**Set exercise:** Copy all of the material below line for line, changing nothing.

>> begin Record extracts

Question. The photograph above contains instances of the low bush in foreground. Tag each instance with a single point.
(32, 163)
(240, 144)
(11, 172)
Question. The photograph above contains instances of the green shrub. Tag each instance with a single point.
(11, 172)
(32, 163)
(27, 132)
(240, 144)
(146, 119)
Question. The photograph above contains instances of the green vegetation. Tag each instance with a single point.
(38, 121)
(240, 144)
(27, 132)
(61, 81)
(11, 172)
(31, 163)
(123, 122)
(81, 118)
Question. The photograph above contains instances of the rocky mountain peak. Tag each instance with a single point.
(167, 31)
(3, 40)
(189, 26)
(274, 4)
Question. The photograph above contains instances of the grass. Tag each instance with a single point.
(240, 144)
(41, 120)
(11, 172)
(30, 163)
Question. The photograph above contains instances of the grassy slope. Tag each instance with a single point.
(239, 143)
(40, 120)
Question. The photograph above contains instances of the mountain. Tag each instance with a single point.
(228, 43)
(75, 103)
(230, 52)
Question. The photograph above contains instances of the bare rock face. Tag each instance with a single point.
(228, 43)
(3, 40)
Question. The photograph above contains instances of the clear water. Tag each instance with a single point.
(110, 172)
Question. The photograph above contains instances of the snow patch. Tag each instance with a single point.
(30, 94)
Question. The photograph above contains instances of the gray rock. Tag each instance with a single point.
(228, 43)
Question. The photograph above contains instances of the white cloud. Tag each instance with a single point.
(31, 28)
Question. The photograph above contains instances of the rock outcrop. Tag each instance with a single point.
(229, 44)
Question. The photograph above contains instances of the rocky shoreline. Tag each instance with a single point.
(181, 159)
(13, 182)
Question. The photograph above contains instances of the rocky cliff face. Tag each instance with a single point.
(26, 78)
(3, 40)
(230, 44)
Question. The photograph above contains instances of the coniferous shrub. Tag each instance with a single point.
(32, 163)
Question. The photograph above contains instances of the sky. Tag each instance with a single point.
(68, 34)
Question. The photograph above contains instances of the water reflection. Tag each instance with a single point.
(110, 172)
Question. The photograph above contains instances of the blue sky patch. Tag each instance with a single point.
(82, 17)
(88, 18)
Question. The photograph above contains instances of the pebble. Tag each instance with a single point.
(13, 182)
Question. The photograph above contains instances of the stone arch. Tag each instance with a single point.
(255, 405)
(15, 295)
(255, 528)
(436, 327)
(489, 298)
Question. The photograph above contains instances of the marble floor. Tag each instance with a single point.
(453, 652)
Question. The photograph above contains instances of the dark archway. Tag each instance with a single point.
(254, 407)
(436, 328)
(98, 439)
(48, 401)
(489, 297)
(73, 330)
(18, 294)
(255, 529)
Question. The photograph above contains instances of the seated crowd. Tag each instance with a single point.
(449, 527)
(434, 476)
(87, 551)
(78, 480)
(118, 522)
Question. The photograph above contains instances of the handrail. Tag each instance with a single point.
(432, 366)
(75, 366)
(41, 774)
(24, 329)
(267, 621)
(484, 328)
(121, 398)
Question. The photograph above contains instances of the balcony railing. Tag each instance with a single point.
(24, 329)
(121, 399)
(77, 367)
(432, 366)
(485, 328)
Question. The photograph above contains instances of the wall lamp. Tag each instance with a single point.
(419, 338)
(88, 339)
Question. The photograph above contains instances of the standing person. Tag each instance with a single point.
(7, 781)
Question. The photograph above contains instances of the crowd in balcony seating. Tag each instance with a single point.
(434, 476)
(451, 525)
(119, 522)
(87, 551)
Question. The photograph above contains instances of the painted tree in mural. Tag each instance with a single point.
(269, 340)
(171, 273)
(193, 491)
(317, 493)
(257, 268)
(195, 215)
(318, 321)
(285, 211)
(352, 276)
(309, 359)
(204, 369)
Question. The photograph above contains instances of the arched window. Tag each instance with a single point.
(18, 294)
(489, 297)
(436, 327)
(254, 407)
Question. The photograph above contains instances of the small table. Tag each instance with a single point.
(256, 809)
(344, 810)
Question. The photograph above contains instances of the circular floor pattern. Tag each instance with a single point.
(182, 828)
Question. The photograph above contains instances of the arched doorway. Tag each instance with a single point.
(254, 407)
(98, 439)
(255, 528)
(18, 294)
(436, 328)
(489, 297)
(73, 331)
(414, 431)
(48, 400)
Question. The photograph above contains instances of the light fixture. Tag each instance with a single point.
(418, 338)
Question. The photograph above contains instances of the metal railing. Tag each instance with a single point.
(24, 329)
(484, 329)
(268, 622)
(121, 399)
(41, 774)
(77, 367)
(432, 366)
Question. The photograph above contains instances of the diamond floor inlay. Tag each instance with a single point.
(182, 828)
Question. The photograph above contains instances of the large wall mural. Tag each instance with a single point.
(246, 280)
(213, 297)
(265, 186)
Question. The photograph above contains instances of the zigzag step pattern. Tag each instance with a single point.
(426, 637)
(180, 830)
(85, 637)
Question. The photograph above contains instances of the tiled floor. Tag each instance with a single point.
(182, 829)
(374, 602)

>> end Record extracts

**Worked solution:**
Question. The photograph above contains instances of the low bush in foreground. Tag each instance with a single point.
(32, 163)
(240, 144)
(11, 172)
Question. The photograph above contains instances of the green shrub. Tag each instance with a single point.
(11, 172)
(32, 163)
(27, 132)
(240, 144)
(146, 119)
Question. The photograph above contains instances of the green vegetation. Tag each instance with a single point.
(38, 121)
(240, 144)
(27, 132)
(61, 81)
(11, 172)
(31, 163)
(123, 122)
(81, 118)
Question. The photograph above contains instances of the rocky mountain peak. Tag each instance with a single point.
(167, 31)
(3, 40)
(189, 26)
(274, 4)
Question. The photograph above contains instances of the grass. Tag each instance with a single point.
(240, 144)
(41, 120)
(11, 172)
(30, 163)
Question. The photograph above contains instances of the grassy slope. Tag each instance with a single point.
(239, 143)
(40, 120)
Question. The photograph above contains instances of the mountain. Tag each instance with a single point.
(228, 43)
(75, 103)
(230, 52)
Question. The photograph above contains instances of the bare rock face. Tag each instance with a single point.
(228, 43)
(3, 40)
Question. The photograph above contains instances of the clear water. Tag each instance with a single point.
(110, 172)
Question. The photograph above contains instances of the snow patch. Tag each instance with a single point.
(30, 94)
Question. The photograph above contains instances of the gray rock. Tag each instance with a single point.
(228, 43)
Question. The photograph above contains instances of the white cloud. Tag each instance with a single point.
(31, 28)
Question. The photograph above contains instances of the rock outcrop. Tag each instance with a single point.
(229, 44)
Question. The photograph above contains instances of the rocky shoreline. Tag each instance with a single point.
(181, 159)
(13, 182)
Question. The photograph above contains instances of the rocky cliff face. Tag each instance with a single point.
(26, 78)
(3, 40)
(230, 44)
Question. The photograph above contains instances of the coniferous shrub. Tag each instance with a single point.
(32, 163)
Question. The photograph above contains instances of the sky. Tag each instance with a single point.
(68, 34)
Question. The photograph above contains instances of the water reflection. Tag each instance with a single point.
(110, 172)
Question. The photograph above contains instances of the blue sky patch. Tag each instance with a single point.
(82, 17)
(88, 18)
Question. The photograph above contains instances of the pebble. Tag each instance with a single point.
(13, 182)
Question. The photograph above contains instances of the stone arch. Tag each instance with a single point.
(255, 405)
(15, 295)
(255, 528)
(436, 327)
(489, 298)
Question. The photograph above contains instances of the marble floor. Tag each instance with a single point.
(453, 652)
Question. The photograph above contains instances of the dark archway. Tag each instance with a single point.
(254, 407)
(436, 328)
(98, 439)
(48, 401)
(489, 297)
(73, 330)
(18, 294)
(255, 529)
Question. The photograph above contains instances of the seated crowd. Tag each instance with a single point.
(449, 527)
(434, 476)
(87, 551)
(78, 480)
(118, 522)
Question. The photograph above contains instances of the handrail. Tag each instance with a single point.
(432, 366)
(75, 366)
(41, 774)
(24, 329)
(267, 621)
(484, 328)
(121, 398)
Question. The photograph above contains instances of the balcony railing. Tag each instance with a single point.
(24, 329)
(121, 399)
(77, 367)
(432, 366)
(485, 328)
Question. The photograph above contains instances of the wall lamp. Tag each instance with a single point.
(419, 338)
(88, 339)
Question. The photograph above contains instances of the standing person. Tag each instance with a single point.
(7, 781)
Question. The photograph above contains instances of the crowd in balcony seating. Tag each instance with a single point.
(434, 476)
(451, 525)
(119, 522)
(87, 551)
Question. The photograph above contains instances of the painted tree in mural. Tag each instance with a single point.
(269, 340)
(171, 273)
(193, 491)
(317, 493)
(257, 268)
(195, 215)
(318, 321)
(285, 211)
(352, 276)
(309, 359)
(204, 369)
Question. The photograph above contains instances of the arched window. Tag each instance with a single point.
(18, 294)
(489, 297)
(436, 327)
(254, 407)
Question. The photograph above contains instances of the small table. Tag each instance with a single point.
(256, 809)
(344, 810)
Question. The photograph above contains instances of the circular floor pattern. Tag each instance with a single point.
(182, 828)
Question. The photograph above contains instances of the arched doorway. Tag each instance with a single point.
(254, 407)
(98, 439)
(255, 528)
(18, 294)
(436, 328)
(489, 297)
(73, 331)
(414, 431)
(48, 400)
Question. The photograph above contains instances of the light fixture. Tag each instance with a single point.
(418, 338)
Question. The photograph above contains instances of the metal railing. Tag each instance with a single point.
(24, 329)
(484, 329)
(268, 622)
(121, 399)
(41, 774)
(77, 367)
(432, 366)
Question. The photograph above contains instances of the diamond floor inlay. Tag each instance with a single point.
(182, 828)
Question. The photograph above contains instances of the large wall mural. Tag each instance with a single point.
(246, 280)
(213, 297)
(265, 186)
Question. The photograph above contains instances of the zigzag step pattern. Tag each instance with a single point.
(426, 637)
(180, 830)
(85, 637)
Question. The photograph above contains instances of the tiled floor. Tag each instance with a single point.
(182, 829)
(374, 602)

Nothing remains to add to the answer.